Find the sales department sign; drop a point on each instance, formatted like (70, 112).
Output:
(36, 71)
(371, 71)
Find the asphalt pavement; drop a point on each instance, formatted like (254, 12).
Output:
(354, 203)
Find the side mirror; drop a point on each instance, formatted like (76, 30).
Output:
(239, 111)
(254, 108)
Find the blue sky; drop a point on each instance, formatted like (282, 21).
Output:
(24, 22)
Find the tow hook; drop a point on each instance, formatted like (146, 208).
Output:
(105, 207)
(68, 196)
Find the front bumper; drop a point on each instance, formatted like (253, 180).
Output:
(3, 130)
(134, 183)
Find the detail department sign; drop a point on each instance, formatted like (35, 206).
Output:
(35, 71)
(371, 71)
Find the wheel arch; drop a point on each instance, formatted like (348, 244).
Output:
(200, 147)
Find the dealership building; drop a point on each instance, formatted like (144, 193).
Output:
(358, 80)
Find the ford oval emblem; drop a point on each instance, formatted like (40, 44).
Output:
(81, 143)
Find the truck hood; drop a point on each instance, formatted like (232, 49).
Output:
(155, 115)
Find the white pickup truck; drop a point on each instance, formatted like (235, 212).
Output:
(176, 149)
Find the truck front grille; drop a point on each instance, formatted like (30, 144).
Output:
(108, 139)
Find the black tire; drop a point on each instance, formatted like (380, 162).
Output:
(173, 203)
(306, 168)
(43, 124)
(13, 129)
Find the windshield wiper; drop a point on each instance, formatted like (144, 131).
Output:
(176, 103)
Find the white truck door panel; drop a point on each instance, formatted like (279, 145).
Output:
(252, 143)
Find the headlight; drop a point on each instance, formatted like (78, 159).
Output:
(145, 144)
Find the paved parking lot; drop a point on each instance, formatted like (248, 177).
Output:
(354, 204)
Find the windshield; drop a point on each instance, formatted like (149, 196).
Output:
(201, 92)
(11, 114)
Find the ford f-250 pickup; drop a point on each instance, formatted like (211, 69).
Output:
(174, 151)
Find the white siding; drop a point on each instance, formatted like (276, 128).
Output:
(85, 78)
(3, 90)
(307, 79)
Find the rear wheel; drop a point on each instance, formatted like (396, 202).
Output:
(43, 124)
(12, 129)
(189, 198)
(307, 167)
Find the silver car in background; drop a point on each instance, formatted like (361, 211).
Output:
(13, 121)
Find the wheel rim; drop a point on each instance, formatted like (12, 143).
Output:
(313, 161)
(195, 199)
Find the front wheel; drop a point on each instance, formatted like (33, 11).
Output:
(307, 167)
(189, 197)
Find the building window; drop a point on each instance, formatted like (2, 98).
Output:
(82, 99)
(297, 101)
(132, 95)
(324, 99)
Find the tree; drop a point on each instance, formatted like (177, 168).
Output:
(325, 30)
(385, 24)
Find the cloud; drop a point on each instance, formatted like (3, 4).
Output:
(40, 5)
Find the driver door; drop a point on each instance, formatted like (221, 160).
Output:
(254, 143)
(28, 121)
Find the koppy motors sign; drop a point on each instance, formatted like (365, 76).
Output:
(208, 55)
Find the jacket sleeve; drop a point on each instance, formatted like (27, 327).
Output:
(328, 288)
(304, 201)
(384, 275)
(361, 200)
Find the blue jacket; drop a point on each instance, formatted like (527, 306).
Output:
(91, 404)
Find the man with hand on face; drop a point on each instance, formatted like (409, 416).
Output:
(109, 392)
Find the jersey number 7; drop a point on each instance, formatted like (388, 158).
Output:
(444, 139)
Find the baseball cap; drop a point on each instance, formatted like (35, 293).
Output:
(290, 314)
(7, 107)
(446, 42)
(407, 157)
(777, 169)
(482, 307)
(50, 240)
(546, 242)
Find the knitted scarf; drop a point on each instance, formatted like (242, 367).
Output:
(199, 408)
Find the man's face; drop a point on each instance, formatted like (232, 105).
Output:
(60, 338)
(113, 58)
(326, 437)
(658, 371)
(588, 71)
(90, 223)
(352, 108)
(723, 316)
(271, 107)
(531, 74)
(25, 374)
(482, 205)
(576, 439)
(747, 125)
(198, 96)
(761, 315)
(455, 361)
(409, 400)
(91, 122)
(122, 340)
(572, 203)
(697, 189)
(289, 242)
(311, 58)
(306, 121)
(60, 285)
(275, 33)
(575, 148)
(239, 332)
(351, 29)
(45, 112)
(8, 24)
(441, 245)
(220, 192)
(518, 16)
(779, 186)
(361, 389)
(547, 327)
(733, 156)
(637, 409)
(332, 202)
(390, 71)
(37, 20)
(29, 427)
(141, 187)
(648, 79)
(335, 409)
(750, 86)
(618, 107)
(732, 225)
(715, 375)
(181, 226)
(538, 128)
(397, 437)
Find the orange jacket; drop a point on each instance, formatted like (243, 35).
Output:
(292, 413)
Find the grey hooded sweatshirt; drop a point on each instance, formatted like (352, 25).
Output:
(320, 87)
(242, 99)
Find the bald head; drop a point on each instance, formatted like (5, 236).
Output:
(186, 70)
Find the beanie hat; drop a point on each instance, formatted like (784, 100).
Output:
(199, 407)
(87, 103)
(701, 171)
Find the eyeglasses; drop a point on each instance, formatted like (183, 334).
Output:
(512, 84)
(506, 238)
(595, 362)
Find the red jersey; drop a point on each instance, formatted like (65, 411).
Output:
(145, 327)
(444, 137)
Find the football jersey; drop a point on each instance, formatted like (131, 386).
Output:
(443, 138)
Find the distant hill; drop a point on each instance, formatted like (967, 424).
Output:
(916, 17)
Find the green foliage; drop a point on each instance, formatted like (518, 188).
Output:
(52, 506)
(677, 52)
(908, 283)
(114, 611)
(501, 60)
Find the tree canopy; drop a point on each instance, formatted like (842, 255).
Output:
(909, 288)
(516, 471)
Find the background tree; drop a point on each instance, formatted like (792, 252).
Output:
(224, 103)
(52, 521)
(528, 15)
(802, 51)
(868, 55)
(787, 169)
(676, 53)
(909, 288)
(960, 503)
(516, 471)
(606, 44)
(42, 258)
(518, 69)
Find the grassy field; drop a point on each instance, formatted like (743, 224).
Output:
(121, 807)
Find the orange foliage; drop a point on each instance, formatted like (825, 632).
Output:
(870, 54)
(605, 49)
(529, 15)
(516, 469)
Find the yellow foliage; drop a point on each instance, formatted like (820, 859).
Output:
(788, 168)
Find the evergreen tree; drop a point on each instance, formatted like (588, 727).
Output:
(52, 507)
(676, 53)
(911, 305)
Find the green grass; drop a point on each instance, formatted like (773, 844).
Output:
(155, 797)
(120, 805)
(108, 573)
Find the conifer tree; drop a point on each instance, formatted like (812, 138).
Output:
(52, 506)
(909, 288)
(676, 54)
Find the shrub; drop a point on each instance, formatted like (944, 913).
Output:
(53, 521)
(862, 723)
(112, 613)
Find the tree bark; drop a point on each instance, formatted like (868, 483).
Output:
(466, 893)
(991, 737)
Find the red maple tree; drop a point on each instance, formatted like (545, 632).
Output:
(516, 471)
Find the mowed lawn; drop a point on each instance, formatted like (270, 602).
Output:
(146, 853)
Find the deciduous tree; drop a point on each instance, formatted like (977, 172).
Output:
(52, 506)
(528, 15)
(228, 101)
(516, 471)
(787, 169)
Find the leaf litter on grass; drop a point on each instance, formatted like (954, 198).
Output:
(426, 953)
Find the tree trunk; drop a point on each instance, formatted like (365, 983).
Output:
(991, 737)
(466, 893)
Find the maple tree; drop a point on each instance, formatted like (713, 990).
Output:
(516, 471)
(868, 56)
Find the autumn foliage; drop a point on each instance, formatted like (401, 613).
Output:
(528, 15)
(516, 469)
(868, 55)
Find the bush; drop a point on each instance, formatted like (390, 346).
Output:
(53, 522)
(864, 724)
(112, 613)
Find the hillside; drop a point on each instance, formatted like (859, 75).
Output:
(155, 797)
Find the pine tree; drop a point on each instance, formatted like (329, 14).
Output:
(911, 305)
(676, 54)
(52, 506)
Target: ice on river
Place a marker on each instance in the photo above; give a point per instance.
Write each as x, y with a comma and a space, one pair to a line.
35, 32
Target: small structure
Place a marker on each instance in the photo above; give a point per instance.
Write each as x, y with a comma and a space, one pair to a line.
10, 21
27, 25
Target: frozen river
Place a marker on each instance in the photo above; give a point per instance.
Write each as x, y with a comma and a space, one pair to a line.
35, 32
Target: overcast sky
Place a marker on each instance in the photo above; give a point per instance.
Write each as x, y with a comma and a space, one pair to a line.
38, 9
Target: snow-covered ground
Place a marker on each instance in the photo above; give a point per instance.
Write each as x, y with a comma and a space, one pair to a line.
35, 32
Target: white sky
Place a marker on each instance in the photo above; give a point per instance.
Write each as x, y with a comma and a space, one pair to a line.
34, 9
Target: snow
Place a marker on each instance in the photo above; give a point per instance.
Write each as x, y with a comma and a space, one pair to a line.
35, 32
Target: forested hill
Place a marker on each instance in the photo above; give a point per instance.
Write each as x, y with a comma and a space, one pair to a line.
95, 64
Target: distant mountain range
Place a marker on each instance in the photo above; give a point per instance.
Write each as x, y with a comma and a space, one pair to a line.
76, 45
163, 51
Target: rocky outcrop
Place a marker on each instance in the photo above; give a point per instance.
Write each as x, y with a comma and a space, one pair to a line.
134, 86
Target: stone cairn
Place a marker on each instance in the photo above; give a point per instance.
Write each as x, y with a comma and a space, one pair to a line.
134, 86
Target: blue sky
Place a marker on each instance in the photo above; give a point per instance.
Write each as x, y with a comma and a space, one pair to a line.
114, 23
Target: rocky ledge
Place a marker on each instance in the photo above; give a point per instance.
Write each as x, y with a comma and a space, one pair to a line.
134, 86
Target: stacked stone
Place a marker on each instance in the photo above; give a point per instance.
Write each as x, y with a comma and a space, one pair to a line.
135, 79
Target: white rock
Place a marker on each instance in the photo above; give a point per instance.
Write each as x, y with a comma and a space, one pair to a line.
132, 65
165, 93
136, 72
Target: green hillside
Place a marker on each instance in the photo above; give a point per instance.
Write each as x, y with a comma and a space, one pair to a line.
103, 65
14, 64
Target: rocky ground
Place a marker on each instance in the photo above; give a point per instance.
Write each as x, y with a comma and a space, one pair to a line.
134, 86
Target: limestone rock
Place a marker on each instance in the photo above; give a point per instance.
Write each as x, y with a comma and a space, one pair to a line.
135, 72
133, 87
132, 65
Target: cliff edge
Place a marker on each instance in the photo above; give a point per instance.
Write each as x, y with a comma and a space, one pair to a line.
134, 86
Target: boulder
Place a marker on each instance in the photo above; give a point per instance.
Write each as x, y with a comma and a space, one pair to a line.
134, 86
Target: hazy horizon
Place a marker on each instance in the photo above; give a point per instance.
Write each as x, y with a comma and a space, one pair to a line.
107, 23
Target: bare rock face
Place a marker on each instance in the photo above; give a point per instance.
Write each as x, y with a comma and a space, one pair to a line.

### WHAT TO DO
In the entries above, the lines between the one holding "Find the cloud;" and the one holding "Find the red jersey;", inclusive, are to be printed exactly as written, and those alone.

### ANSWER
Find the cloud; drop a point on each instance, formatted like (3, 4).
Output:
(40, 5)
Find the driver door; drop a point on each instance, formatted like (221, 160).
Output:
(254, 143)
(28, 121)
Find the koppy motors sign; drop a point on each instance, formatted like (365, 76).
Output:
(208, 55)
Find the jacket sleeve; drop a point on each instance, formatted like (27, 327).
Output:
(328, 288)
(304, 201)
(384, 275)
(361, 200)
Find the blue jacket; drop a point on each instance, formatted like (527, 306).
Output:
(91, 404)
Find the man with hand on face; drop a point on each instance, formatted like (409, 416).
Output:
(109, 392)
Find the jersey number 7; drop a point on each instance, formatted like (388, 158).
Output:
(444, 139)
Find the baseball cap; drop a point on each instance, formatted like (35, 293).
Output:
(290, 314)
(7, 107)
(446, 42)
(407, 157)
(777, 169)
(482, 307)
(50, 240)
(546, 242)
Find the knitted scarf; drop a point on each instance, formatted like (242, 367).
Output:
(199, 408)
Find the man's face; drop a point on each instance, formatted like (232, 105).
Output:
(60, 338)
(113, 58)
(326, 437)
(658, 371)
(588, 71)
(90, 223)
(352, 108)
(723, 316)
(271, 107)
(531, 74)
(25, 374)
(482, 205)
(576, 439)
(747, 125)
(198, 96)
(761, 315)
(455, 361)
(409, 400)
(91, 122)
(122, 340)
(572, 203)
(697, 189)
(289, 242)
(311, 58)
(306, 121)
(60, 285)
(275, 33)
(575, 148)
(239, 332)
(351, 29)
(45, 112)
(8, 24)
(441, 245)
(220, 192)
(518, 16)
(779, 186)
(361, 389)
(547, 327)
(733, 156)
(637, 409)
(332, 202)
(390, 71)
(37, 20)
(29, 427)
(141, 187)
(648, 79)
(335, 409)
(750, 86)
(618, 107)
(732, 225)
(715, 375)
(181, 226)
(538, 128)
(397, 437)
Find the orange jacket; drop a point on each instance, formatted like (243, 35).
Output:
(292, 413)
Find the grey hooded sweatshirt; drop a point on each instance, formatted like (352, 25).
Output:
(320, 87)
(242, 99)
Find the bald head; drop a point on each instance, formatted like (5, 236).
Output:
(186, 70)
Find the beanie hat; drop a point on each instance, formatted like (784, 100).
Output:
(199, 407)
(87, 103)
(701, 171)
Find the eyeglasses; drop a point on each instance, formatted like (183, 334).
Output:
(512, 84)
(506, 238)
(595, 362)
Find the red jersey; drop a point on each instance, formatted like (65, 411).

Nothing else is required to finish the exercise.